### TASK OBJECTIVE
Format every line of the items below as a Markdown table with the columns "No." for the row number and "Line" for the text of that line, skipping blank lines. Leave the pictures out of the table.

### Box annotations for photos
┄┄┄┄┄┄

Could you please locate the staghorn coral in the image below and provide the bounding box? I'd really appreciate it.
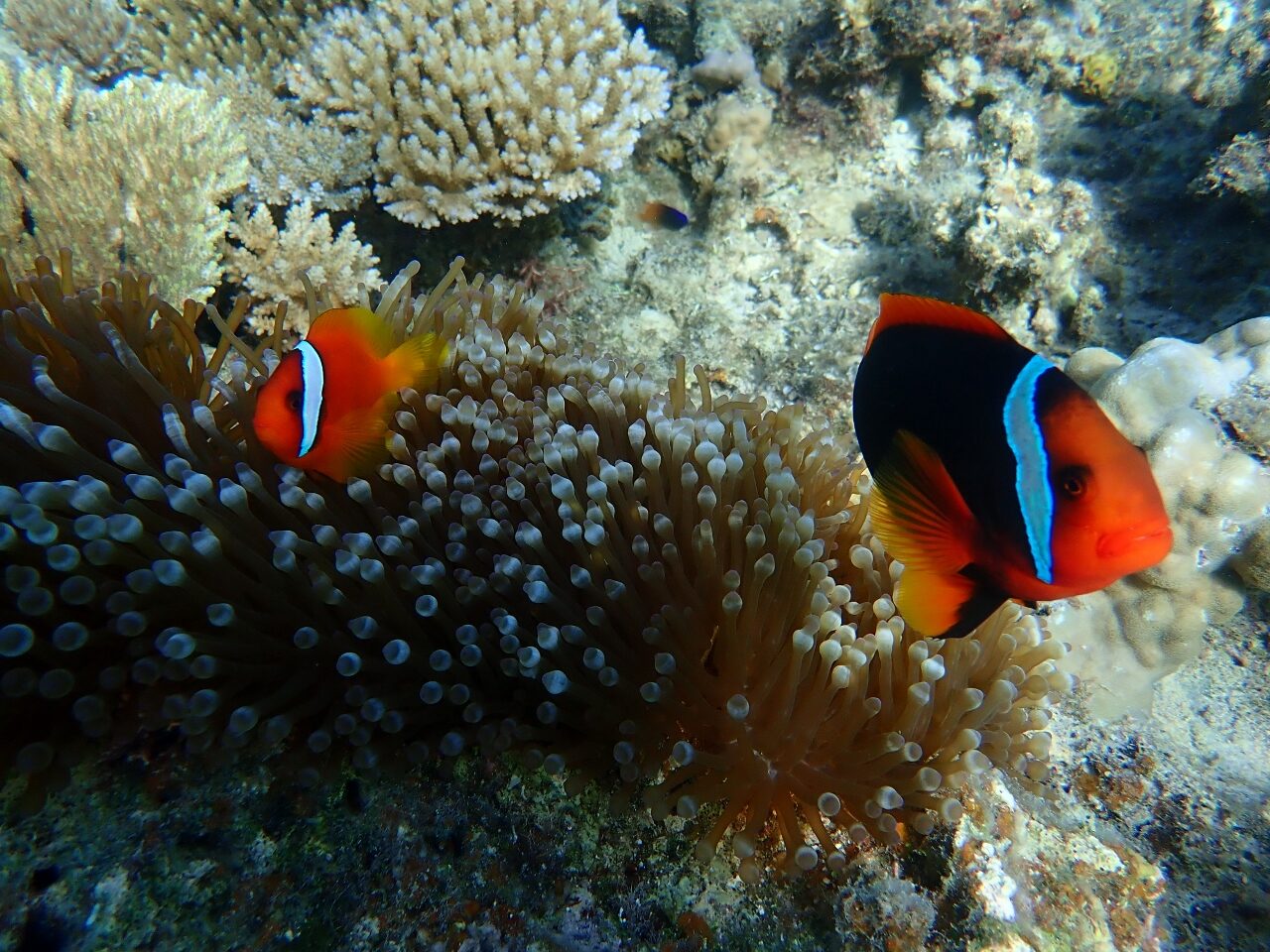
[226,202,380,334]
[0,0,132,76]
[0,60,246,298]
[130,0,361,83]
[1054,317,1270,713]
[0,259,1068,879]
[283,0,668,227]
[190,67,371,212]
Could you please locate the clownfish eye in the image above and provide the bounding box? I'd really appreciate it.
[1058,466,1089,499]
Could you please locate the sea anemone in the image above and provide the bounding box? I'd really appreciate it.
[0,259,1068,879]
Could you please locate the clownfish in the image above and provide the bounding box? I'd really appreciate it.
[852,295,1172,638]
[253,307,444,482]
[639,202,689,231]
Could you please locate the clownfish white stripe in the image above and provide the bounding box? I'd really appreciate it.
[296,340,326,456]
[1004,354,1056,585]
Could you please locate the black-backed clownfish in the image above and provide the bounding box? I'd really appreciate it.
[852,295,1172,638]
[253,307,444,481]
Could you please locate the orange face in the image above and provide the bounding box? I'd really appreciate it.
[253,352,304,466]
[1042,393,1172,594]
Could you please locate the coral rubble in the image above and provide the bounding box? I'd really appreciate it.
[1056,317,1270,712]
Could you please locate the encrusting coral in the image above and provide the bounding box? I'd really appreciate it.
[282,0,668,227]
[0,251,1070,879]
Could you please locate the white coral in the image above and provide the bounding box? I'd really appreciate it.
[0,60,246,299]
[286,0,668,227]
[226,200,380,334]
[1051,317,1270,712]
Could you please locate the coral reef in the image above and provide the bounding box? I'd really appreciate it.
[225,202,380,335]
[0,60,246,299]
[0,259,1068,879]
[1054,317,1270,713]
[190,67,371,212]
[130,0,347,85]
[285,0,667,227]
[0,0,132,76]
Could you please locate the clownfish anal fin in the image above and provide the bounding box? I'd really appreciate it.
[865,295,1013,353]
[869,430,978,575]
[895,566,1007,639]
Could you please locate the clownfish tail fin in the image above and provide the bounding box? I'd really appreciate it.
[385,334,449,391]
[869,430,1006,638]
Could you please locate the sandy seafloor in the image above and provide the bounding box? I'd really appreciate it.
[0,0,1270,952]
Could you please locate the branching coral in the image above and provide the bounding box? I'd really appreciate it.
[226,202,380,334]
[122,0,347,80]
[285,0,667,227]
[0,0,132,76]
[0,260,1068,877]
[1056,317,1270,712]
[190,67,371,210]
[0,60,246,298]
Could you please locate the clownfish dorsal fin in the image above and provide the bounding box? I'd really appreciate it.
[385,334,449,393]
[865,295,1013,353]
[305,307,394,357]
[869,430,1004,638]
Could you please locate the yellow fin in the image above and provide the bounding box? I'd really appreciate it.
[895,566,1006,639]
[322,407,387,481]
[869,430,978,574]
[385,334,449,393]
[869,430,1006,638]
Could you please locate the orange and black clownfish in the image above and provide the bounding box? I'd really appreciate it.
[253,307,444,482]
[852,295,1172,638]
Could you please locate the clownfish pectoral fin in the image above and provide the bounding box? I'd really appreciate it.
[322,407,387,482]
[865,295,1013,354]
[869,430,1004,638]
[869,430,978,575]
[384,334,449,393]
[895,566,1006,639]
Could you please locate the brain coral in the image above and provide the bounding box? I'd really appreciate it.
[1054,317,1270,712]
[286,0,668,227]
[0,251,1070,877]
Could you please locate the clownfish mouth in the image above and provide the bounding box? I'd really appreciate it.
[1097,522,1174,565]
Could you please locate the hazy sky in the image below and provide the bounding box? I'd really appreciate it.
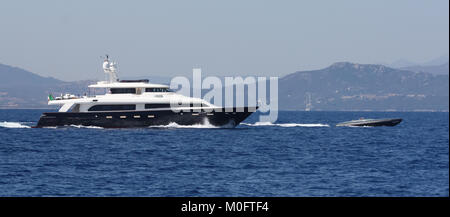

┄┄┄┄┄┄

### SOLUTION TO THIS EXERCISE
| No. | Line |
|---|---|
| 1 | Could you please locate the staghorn coral in the image below and provide the bounding box? I'd really appreciate it. |
| 2 | [226,202,380,334] |
| 3 | [0,0,132,76] |
| 4 | [0,60,246,298] |
| 5 | [130,0,361,83] |
| 6 | [1054,317,1270,713] |
| 7 | [0,259,1068,879] |
| 8 | [283,0,668,227] |
| 9 | [190,67,371,212] |
| 10 | Could you please locate the clownfish eye in the image above and provide the bounding box? I'd really appreciate it. |
| 11 | [1058,466,1089,499] |
| 12 | Could you please locate the sea anemone in the image above and provide the bounding box? I'd really appreciate it. |
| 13 | [0,259,1068,879] |
| 14 | Could you please locate the clownfish in the image above and provide the bounding box? I'd really appreciate it. |
| 15 | [852,295,1172,638] |
| 16 | [253,307,444,482] |
| 17 | [639,202,689,231] |
| 18 | Could you please locate the clownfish white stripe in the image above and provide the bounding box? I'd really appreciate it. |
| 19 | [296,340,326,456] |
| 20 | [1004,354,1056,585] |
| 21 | Could you please locate the black-backed clownfish in the image above and provide the bounding box? I'd really appreciate it. |
| 22 | [852,295,1172,638] |
| 23 | [253,307,444,481] |
| 24 | Could you please locate the orange face in the image above and provide the bounding box? I'd really appreciate it. |
| 25 | [253,352,304,466] |
| 26 | [1042,393,1172,594] |
| 27 | Could you please locate the coral rubble in the image above and provide the bounding box? I'd really appreciate it. |
| 28 | [1056,317,1270,712] |
| 29 | Could you please locate the encrusting coral in the image above and provide the bounding box? I'd really appreciate it. |
| 30 | [282,0,668,227] |
| 31 | [0,251,1070,879] |
| 32 | Could you please locate the white coral in the image above and provide the bounding box? I'd really appreciate it. |
| 33 | [0,60,246,299] |
| 34 | [286,0,668,227] |
| 35 | [226,200,380,334] |
| 36 | [1051,317,1270,712] |
| 37 | Could you please locate the coral reef in the image above and provide the bounding box? I'd really appreciate it. |
| 38 | [225,202,380,335] |
| 39 | [0,60,246,299] |
| 40 | [0,259,1068,879] |
| 41 | [1054,317,1270,713] |
| 42 | [190,67,371,212] |
| 43 | [130,0,347,85] |
| 44 | [285,0,667,227] |
| 45 | [0,0,132,76] |
| 46 | Could you please locate the clownfish anal fin in the image above and provide the bounding box? I'd really appreciate it. |
| 47 | [865,295,1013,353] |
| 48 | [869,430,978,575] |
| 49 | [895,566,1007,639] |
| 50 | Could you please locate the clownfish tail fin in the image above and provide the bounding box? I'd really appreciate it. |
| 51 | [385,334,449,391] |
| 52 | [869,430,1006,638] |
| 53 | Could you please locate the sandy seafloor in the image above and provide the bounding box? I'd really appreciate it. |
| 54 | [0,0,1270,952] |
| 55 | Could you please locate the branching coral in the image above and provide the bounding box? I'd really appreciate it. |
| 56 | [226,202,380,334] |
| 57 | [122,0,347,80] |
| 58 | [285,0,667,227] |
| 59 | [0,0,132,76] |
| 60 | [0,260,1068,877] |
| 61 | [1056,317,1270,712] |
| 62 | [190,67,371,210] |
| 63 | [0,60,246,298] |
| 64 | Could you please locate the clownfish dorsal fin in the image above and provide the bounding box? I'd really appreciate it. |
| 65 | [385,334,449,393] |
| 66 | [865,295,1013,353] |
| 67 | [305,307,394,357] |
| 68 | [869,430,1004,638] |
| 69 | Could you please locate the yellow fin in the image above and provide the bounding box? I'd really appreciate it. |
| 70 | [895,566,1006,639] |
| 71 | [322,407,387,481] |
| 72 | [869,430,978,574] |
| 73 | [385,334,449,393] |
| 74 | [869,430,1006,638] |
| 75 | Could you please locate the orange and black clownfish in the image above and provide the bounding box? I'd really appreciate it. |
| 76 | [253,307,444,482] |
| 77 | [852,295,1172,638] |
| 78 | Could you please locate the clownfish pectoral fin in the image above and provide the bounding box? I'd really appreciate it. |
| 79 | [322,407,387,482] |
| 80 | [865,295,1013,354] |
| 81 | [869,430,1004,638] |
| 82 | [869,430,978,575] |
| 83 | [384,334,449,393] |
| 84 | [895,566,1006,639] |
| 85 | Could you please locate the brain coral in the image above and provide the bounding box? I'd really appreciate it. |
| 86 | [1054,317,1270,712] |
| 87 | [286,0,668,227] |
| 88 | [0,251,1070,877] |
| 89 | Could you please locate the clownfish mouth in the image above and provide the bounding box? I'd really appreciate it. |
| 90 | [1097,522,1174,565] |
| 91 | Could you please locate the hazy sky in the image below and provide the bounding box? I'd really appreciate it. |